▶ _Requirement_: Please give the listing again, word for word, with nothing left out.

#### Information given ####

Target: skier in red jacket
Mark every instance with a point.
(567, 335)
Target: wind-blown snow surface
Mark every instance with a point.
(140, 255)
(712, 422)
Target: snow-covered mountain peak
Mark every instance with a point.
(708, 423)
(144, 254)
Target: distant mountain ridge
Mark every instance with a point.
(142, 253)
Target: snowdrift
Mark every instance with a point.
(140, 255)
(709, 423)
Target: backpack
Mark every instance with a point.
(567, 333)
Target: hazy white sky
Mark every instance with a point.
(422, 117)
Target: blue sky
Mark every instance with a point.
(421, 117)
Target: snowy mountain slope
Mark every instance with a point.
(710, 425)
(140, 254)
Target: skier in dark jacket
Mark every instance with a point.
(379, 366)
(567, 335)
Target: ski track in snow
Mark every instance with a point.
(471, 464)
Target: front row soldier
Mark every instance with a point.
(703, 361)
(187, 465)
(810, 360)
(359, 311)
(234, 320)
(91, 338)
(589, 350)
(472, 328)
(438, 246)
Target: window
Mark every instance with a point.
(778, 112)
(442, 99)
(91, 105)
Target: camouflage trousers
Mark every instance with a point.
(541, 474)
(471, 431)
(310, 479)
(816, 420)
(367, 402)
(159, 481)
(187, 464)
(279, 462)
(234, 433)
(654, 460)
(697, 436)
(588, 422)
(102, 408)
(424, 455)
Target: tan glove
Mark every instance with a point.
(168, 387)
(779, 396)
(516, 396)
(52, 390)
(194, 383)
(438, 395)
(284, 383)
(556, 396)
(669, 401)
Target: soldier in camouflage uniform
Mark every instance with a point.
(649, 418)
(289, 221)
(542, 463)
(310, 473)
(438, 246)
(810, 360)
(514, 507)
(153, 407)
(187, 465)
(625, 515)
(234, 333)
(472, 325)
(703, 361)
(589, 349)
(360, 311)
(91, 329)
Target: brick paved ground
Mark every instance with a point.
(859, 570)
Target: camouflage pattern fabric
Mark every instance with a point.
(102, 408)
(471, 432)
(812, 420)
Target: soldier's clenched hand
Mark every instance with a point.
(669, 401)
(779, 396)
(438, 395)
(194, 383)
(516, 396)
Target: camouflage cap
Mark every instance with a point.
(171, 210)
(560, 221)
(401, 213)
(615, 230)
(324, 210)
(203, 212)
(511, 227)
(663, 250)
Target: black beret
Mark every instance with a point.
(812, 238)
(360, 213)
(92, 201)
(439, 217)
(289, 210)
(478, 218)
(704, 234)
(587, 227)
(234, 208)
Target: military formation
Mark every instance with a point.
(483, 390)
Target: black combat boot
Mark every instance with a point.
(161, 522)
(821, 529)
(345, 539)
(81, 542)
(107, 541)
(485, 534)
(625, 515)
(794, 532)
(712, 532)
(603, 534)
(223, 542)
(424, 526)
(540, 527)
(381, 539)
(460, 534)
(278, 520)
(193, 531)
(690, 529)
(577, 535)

####

▶ _Task answer_:
Target: skier in red jacket
Mark every instance with a point.
(567, 335)
Target: wind-blown snow surface
Mark every instance with a point.
(140, 255)
(712, 422)
Target: snow-covered mountain peak
Mark every instance with a point.
(708, 423)
(144, 254)
Target: distant mountain ridge
Mark every instance with a point.
(142, 253)
Target: snowdrift
Mark every instance with a point.
(140, 255)
(709, 423)
Target: backpack
Mark every instance with a point.
(567, 333)
Target: hazy white sky
Mark every instance with a point.
(422, 117)
Target: blue sky
Mark every instance with a point.
(421, 117)
Target: snowy mountain slope
Mark every instance with a point.
(710, 425)
(140, 254)
Target: skier in dark jacket
Mark every instance with a point.
(379, 366)
(567, 335)
Target: ski track in snow
Mark every instance with a point.
(471, 464)
Target: front row soldier
Mark every instance with a point.
(703, 361)
(187, 465)
(810, 360)
(359, 311)
(234, 320)
(91, 338)
(589, 350)
(472, 328)
(438, 246)
Target: window
Mark every instance with a point.
(778, 112)
(442, 99)
(91, 105)
Target: camouflage trousers
Mark every instance with a point.
(541, 474)
(471, 431)
(310, 479)
(816, 420)
(367, 402)
(159, 481)
(187, 464)
(279, 462)
(234, 433)
(654, 460)
(697, 436)
(588, 422)
(102, 408)
(424, 455)
Target: tan glove
Mark every instance with a point.
(168, 387)
(779, 396)
(516, 396)
(52, 390)
(194, 383)
(438, 395)
(284, 383)
(556, 396)
(669, 401)
Target: soldier in camouflage uniform
Mark every instance with a point.
(649, 418)
(289, 221)
(542, 463)
(310, 473)
(438, 246)
(810, 360)
(514, 507)
(153, 407)
(187, 465)
(625, 515)
(234, 333)
(472, 325)
(703, 361)
(589, 349)
(360, 311)
(91, 329)
Target: brick paved ground
Mark every instance with a point.
(859, 570)
Target: camouflage pattern fabric
Mark every instance with a point.
(102, 408)
(471, 432)
(812, 420)
Target: soldier's clenched hand
Mark every instance with a point.
(669, 401)
(779, 396)
(438, 395)
(194, 383)
(516, 396)
Target: camouflage cap
Mark every instance with a point.
(171, 210)
(560, 221)
(401, 213)
(615, 230)
(324, 210)
(203, 212)
(511, 227)
(663, 250)
Target: black beret
Mark every instance with a point.
(812, 238)
(360, 213)
(92, 201)
(439, 217)
(289, 210)
(478, 218)
(704, 234)
(587, 227)
(234, 208)
Target: military formation
Mark every instance with a point.
(483, 390)
Target: black combat boot
Mark every instance with a point.
(161, 522)
(821, 529)
(345, 539)
(81, 542)
(107, 541)
(485, 534)
(625, 515)
(794, 532)
(712, 532)
(603, 534)
(223, 542)
(424, 526)
(540, 527)
(381, 539)
(460, 534)
(278, 520)
(193, 531)
(690, 529)
(577, 535)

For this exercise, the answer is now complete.